Saved entries:

____

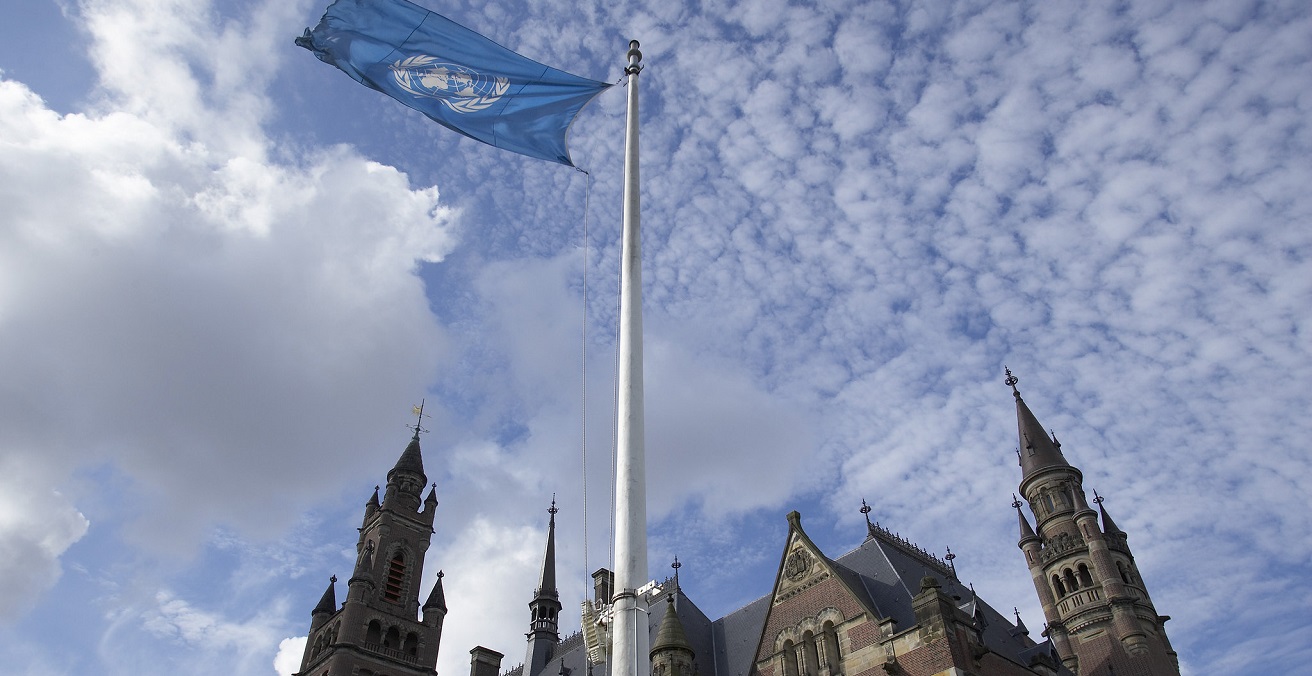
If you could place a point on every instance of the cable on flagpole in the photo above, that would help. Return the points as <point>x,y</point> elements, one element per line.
<point>587,202</point>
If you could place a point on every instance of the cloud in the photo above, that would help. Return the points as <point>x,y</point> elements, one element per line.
<point>37,525</point>
<point>290,651</point>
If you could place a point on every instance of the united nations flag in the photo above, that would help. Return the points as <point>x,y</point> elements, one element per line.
<point>455,76</point>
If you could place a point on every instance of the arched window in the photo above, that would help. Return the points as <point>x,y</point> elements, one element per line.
<point>810,654</point>
<point>395,578</point>
<point>790,659</point>
<point>831,647</point>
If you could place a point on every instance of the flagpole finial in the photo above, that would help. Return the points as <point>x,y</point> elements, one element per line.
<point>635,58</point>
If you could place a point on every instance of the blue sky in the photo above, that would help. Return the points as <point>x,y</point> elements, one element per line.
<point>227,272</point>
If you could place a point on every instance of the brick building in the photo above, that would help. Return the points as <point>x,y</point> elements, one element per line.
<point>886,607</point>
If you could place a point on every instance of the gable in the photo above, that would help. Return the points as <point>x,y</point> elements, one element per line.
<point>808,591</point>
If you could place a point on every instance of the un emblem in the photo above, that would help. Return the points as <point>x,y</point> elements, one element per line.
<point>461,88</point>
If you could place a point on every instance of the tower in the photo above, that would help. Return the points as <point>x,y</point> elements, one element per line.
<point>378,629</point>
<point>545,608</point>
<point>1100,616</point>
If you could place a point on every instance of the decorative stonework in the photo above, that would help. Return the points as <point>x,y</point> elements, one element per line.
<point>1059,545</point>
<point>798,565</point>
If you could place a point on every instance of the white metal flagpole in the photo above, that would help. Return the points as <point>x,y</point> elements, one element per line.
<point>629,630</point>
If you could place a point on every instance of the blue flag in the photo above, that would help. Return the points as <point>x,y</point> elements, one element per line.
<point>453,75</point>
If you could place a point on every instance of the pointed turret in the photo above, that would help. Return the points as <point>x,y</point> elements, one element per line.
<point>1021,630</point>
<point>411,460</point>
<point>671,634</point>
<point>1098,613</point>
<point>545,608</point>
<point>547,580</point>
<point>383,590</point>
<point>406,479</point>
<point>1037,450</point>
<point>1026,532</point>
<point>671,653</point>
<point>437,597</point>
<point>327,605</point>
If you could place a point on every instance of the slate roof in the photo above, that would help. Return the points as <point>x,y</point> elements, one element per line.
<point>886,569</point>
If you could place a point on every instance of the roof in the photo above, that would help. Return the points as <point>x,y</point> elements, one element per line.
<point>884,571</point>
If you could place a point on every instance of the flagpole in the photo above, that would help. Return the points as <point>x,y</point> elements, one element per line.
<point>630,637</point>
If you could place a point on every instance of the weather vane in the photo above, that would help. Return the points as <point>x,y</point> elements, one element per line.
<point>419,423</point>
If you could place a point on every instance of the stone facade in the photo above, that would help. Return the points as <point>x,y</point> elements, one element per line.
<point>378,630</point>
<point>1100,616</point>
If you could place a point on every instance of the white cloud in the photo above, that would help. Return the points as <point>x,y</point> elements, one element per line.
<point>290,651</point>
<point>37,525</point>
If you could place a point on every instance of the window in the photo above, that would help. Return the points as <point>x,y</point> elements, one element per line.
<point>790,659</point>
<point>395,583</point>
<point>810,654</point>
<point>831,647</point>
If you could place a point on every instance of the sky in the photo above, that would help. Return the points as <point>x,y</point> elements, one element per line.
<point>227,272</point>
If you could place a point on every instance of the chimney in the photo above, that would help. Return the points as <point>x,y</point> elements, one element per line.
<point>484,662</point>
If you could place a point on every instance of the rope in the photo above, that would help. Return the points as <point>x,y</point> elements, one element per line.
<point>587,202</point>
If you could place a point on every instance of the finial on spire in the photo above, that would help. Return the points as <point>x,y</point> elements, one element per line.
<point>419,423</point>
<point>635,59</point>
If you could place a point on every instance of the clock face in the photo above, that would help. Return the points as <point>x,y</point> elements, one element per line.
<point>797,565</point>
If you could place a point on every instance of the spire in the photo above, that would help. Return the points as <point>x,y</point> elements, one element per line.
<point>1026,532</point>
<point>547,580</point>
<point>1107,524</point>
<point>411,460</point>
<point>671,634</point>
<point>437,597</point>
<point>545,608</point>
<point>328,603</point>
<point>373,502</point>
<point>1037,449</point>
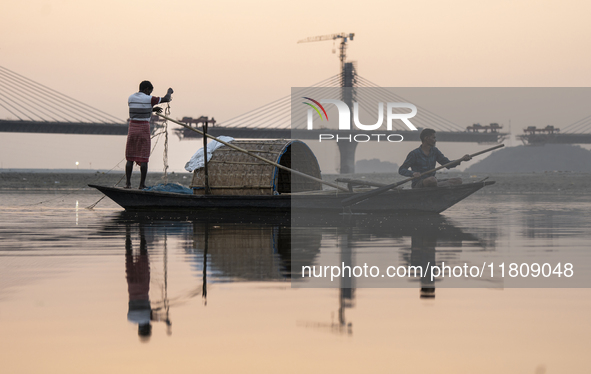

____

• **Exercise prompt**
Write out every entry again word for word, without any of the pictures.

• **Output**
If you could place a point on every instance of the cable on flagpole in the photo above, that would help. Return the points as <point>x,y</point> elements, one element per line.
<point>587,202</point>
If you could place a point on every instance of the cloud in the photo above, that would help. Return the points as <point>x,y</point> elements, one element per line.
<point>37,525</point>
<point>290,651</point>
If you could place a point on every instance of the united nations flag in the photo above, that would help. Return the points as <point>x,y</point> elements, one element per line.
<point>455,76</point>
If you could place a point on every instance of the arched window in the photo above, that would help. Return the points as <point>x,y</point> elements, one element per line.
<point>810,654</point>
<point>395,578</point>
<point>790,659</point>
<point>831,647</point>
If you could place a point on every instance of the flagpole finial in the photo above, that would help. Return the points as <point>x,y</point> elements, one element per line.
<point>635,58</point>
If you could place a point on every instance of the blue sky in the photo above, that would help. Return the points as <point>x,y</point> elements, one element per line.
<point>227,272</point>
If you could place a point on every instance of the brick building in the photo above, that would help. Return the points as <point>x,y</point> elements, one element per line.
<point>886,607</point>
If you could place a point on every instance of the gable in the photo above, that would help. Return the points as <point>x,y</point> elements, one element per line.
<point>808,591</point>
If you could place a point on every instance of the un emblem in the photo above, that would help. Return the points as <point>x,y</point> elements, one element per line.
<point>461,88</point>
If you could place a point on every instance of the tower in the photo above, that would help. Return the points as <point>x,y</point> elements, one element per line.
<point>378,629</point>
<point>545,608</point>
<point>1100,616</point>
If you could place a point on every instance of the decorative stonework in the photo above, that would help. Return the points as <point>x,y</point> elements, one element per line.
<point>1059,545</point>
<point>798,565</point>
If you could place a point on every instance of the white metal flagpole in the photo above, that would help. Return the points as <point>x,y</point> elements, one element per line.
<point>629,630</point>
If you could place a point on every instance of the blue flag in the photo above, that would help. Return the points as <point>x,y</point> elements, one element per line.
<point>453,75</point>
If you could place a point on every instance of the pointed turret in the photo above, that would help. Return the points as <point>x,y</point> elements, one element per line.
<point>1021,630</point>
<point>411,460</point>
<point>671,634</point>
<point>1098,613</point>
<point>545,608</point>
<point>547,580</point>
<point>383,590</point>
<point>406,479</point>
<point>1037,450</point>
<point>1026,532</point>
<point>671,653</point>
<point>437,597</point>
<point>327,605</point>
If you could place a point on every instance of the slate roof in the photo above, that would help. Return the points as <point>x,y</point> elements, one element per line.
<point>886,569</point>
If you could place a point on every instance of the roof in the photo above, that would help. Return the points as <point>x,y</point> elements, one element per line.
<point>884,571</point>
If you could place a point on every instance of the flagpole in the photo above, that would help. Return the points as <point>x,y</point> elements, one element per line.
<point>630,637</point>
If you could place a point on every instance of the weather vane in the photo above, that would help. Return the points as <point>x,y</point> elements, one element per line.
<point>419,423</point>
If you could place a point on every instance of the stone facade in the photo above, that would help. Return the points as <point>x,y</point> elements, one element per line.
<point>378,630</point>
<point>1100,616</point>
If you could place a point on every instance of the white cloud in the photo above, that would help. Return the points as <point>x,y</point> elements, one element per line.
<point>290,651</point>
<point>37,525</point>
If you could place a point on every instance of the window in the photo above, that would help. Return the points as <point>x,y</point> elements, one element per line.
<point>790,659</point>
<point>395,583</point>
<point>810,654</point>
<point>831,647</point>
If you could place a point on every instance of the sky in the photo above, that would help. Return the points as <point>x,y</point> elements, one element per line.
<point>227,272</point>
If you could place a point on every instance of the chimney in the photo above, that would help. Return the points as <point>x,y</point> elements, one element per line.
<point>484,662</point>
If you could place a point on every instance of the rope in the photo above, that would help. Return the points as <point>x,y</point> elements, one element per line.
<point>587,202</point>
If you could place a point on every instance of the finial on spire in the photo above, that would help. Return the points as <point>x,y</point> elements, one element per line.
<point>419,423</point>
<point>635,59</point>
If you could place a point on every instance of the clock face in the photo above, that would help. Return the points as <point>x,y</point> elements, one element per line.
<point>797,565</point>
If you could place a point on every instance of the spire in the photo above, that would help. Return the points as <point>x,y</point> elements, one element per line.
<point>1026,532</point>
<point>547,580</point>
<point>1107,524</point>
<point>411,460</point>
<point>671,634</point>
<point>437,597</point>
<point>545,608</point>
<point>328,603</point>
<point>373,502</point>
<point>1037,449</point>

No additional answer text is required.